**WHAT IS REQUIRED:**
All of the data that follows should be retyped exactly as it appears.

BEGIN PROVIDED ENTRIES

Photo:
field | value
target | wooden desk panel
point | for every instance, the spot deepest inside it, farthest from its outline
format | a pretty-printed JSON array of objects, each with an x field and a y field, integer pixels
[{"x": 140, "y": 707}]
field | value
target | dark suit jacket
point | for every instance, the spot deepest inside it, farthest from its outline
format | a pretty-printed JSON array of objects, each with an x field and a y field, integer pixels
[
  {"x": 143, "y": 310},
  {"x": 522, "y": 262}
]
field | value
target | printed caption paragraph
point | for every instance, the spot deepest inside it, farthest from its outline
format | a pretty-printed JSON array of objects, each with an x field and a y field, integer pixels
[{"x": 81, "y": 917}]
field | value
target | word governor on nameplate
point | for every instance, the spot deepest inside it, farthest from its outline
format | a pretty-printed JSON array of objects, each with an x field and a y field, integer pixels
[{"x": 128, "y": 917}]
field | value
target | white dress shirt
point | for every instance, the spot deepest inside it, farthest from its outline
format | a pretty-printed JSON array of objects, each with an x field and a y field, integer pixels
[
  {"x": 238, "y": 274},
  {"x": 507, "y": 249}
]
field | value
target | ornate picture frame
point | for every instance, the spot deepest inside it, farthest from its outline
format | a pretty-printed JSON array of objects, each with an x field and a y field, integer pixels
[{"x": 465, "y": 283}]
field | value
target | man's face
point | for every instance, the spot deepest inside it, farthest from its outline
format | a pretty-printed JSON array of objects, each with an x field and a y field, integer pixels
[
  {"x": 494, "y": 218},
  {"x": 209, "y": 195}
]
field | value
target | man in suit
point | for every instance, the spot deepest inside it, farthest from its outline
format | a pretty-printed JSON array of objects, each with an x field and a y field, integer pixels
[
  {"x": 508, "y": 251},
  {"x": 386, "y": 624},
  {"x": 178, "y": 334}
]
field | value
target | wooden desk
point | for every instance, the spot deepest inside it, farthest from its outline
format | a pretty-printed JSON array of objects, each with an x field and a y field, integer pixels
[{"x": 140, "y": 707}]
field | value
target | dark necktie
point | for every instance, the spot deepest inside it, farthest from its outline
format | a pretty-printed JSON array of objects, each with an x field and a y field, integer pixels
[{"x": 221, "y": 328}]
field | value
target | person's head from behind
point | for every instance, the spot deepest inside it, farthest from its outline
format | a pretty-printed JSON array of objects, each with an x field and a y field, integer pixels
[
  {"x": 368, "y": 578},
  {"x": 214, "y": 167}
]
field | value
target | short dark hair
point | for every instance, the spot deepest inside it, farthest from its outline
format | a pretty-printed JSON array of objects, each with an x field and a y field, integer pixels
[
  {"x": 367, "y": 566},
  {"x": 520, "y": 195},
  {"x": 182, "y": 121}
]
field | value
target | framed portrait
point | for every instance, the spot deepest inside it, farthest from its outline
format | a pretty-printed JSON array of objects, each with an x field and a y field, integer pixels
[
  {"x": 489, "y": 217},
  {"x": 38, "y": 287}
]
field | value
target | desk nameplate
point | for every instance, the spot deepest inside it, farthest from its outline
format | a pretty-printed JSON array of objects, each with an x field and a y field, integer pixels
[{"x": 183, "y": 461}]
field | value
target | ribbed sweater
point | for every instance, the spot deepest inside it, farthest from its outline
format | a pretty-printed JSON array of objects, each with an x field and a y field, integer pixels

END PROVIDED ENTRIES

**SOLUTION TO THE PROBLEM:**
Photo:
field | value
target | wooden desk panel
point | for every instance, the spot deepest inside it, farthest from its outline
format | a pretty-printed JSON array of objects, each with an x field and a y field, integer pixels
[{"x": 140, "y": 707}]
field | value
target | dark suit jacket
point | for every instance, the spot deepest inside it, farthest from its outline
format | a pretty-printed JSON array of objects, each with an x field and a y field, integer pixels
[
  {"x": 143, "y": 310},
  {"x": 522, "y": 262}
]
field | value
target | printed caption paragraph
point | for every instance, the spot deepest inside it, farthest from its outline
format | a pretty-printed JSON array of objects, each with an x field and a y field, integer pixels
[{"x": 81, "y": 917}]
field | value
target | word governor on nameplate
point | for every instance, the spot deepest inside it, farthest from its outline
format | a pretty-printed JSON array of objects, each with an x field and a y field, integer pixels
[{"x": 128, "y": 917}]
field | value
target | white dress shirt
point | for every instance, the spot deepest inside it, farthest from its outline
format | a pretty-printed JSON array of objects, each with an x field and a y field, integer pixels
[
  {"x": 238, "y": 274},
  {"x": 507, "y": 249}
]
field | value
target | ornate picture frame
point | for every instance, the spot deepest inside it, farthest from its outline
format | a pretty-printed JSON array of objects, each with an x field and a y field, integer pixels
[{"x": 465, "y": 283}]
field | value
target | man's face
point | for every instance, the spot deepest inside it, farthest from its outline
format | a pretty-printed JSON array of objects, each with an x field and a y field, integer pixels
[
  {"x": 494, "y": 218},
  {"x": 209, "y": 195}
]
field | value
target | man in suit
point | for every instance, the spot deepest inside it, farthest from its outline
format | a pretty-printed JSON array of objects, each with an x field and a y field, integer pixels
[
  {"x": 508, "y": 251},
  {"x": 386, "y": 624},
  {"x": 178, "y": 334}
]
field | value
target | wooden desk
point | for every instance, the spot deepest inside it, farthest from its outline
format | a pretty-printed JSON array of objects, each with an x field and a y field, integer pixels
[{"x": 140, "y": 707}]
field | value
target | dark necktie
point | for every instance, the spot deepest inside it, farthest from its outline
format | a pretty-printed JSON array of objects, each with an x field and a y field, integer pixels
[{"x": 221, "y": 328}]
field | value
target | person's head from behind
point | for every instance, the spot deepest inside it, farthest from its outline
format | a pretty-printed JSON array of objects, each with an x field and a y field, integer pixels
[
  {"x": 368, "y": 578},
  {"x": 214, "y": 167}
]
field | value
target | short dark hair
point | for every instance, the spot deepest inside it, farthest from its outline
format | a pretty-printed JSON array of objects, each with an x field and a y field, integer pixels
[
  {"x": 367, "y": 566},
  {"x": 520, "y": 195},
  {"x": 182, "y": 121}
]
field | value
target | framed portrait
point | for every instance, the spot deepest inside it, farthest from its outline
format | a pretty-printed JSON array of objects, each with an x field and a y field, integer pixels
[
  {"x": 489, "y": 217},
  {"x": 38, "y": 287}
]
field | value
target | desk nameplate
point | for every instance, the spot deepest inside it, farthest from its outline
format | a pretty-printed JSON array of objects, each with an x field and a y field, integer pixels
[{"x": 183, "y": 461}]
field | value
target | ribbed sweater
point | for every instance, the spot deepest inside it, farthest from its outline
format | a pretty-printed JSON array of objects, each with an x field and a y field, integer pixels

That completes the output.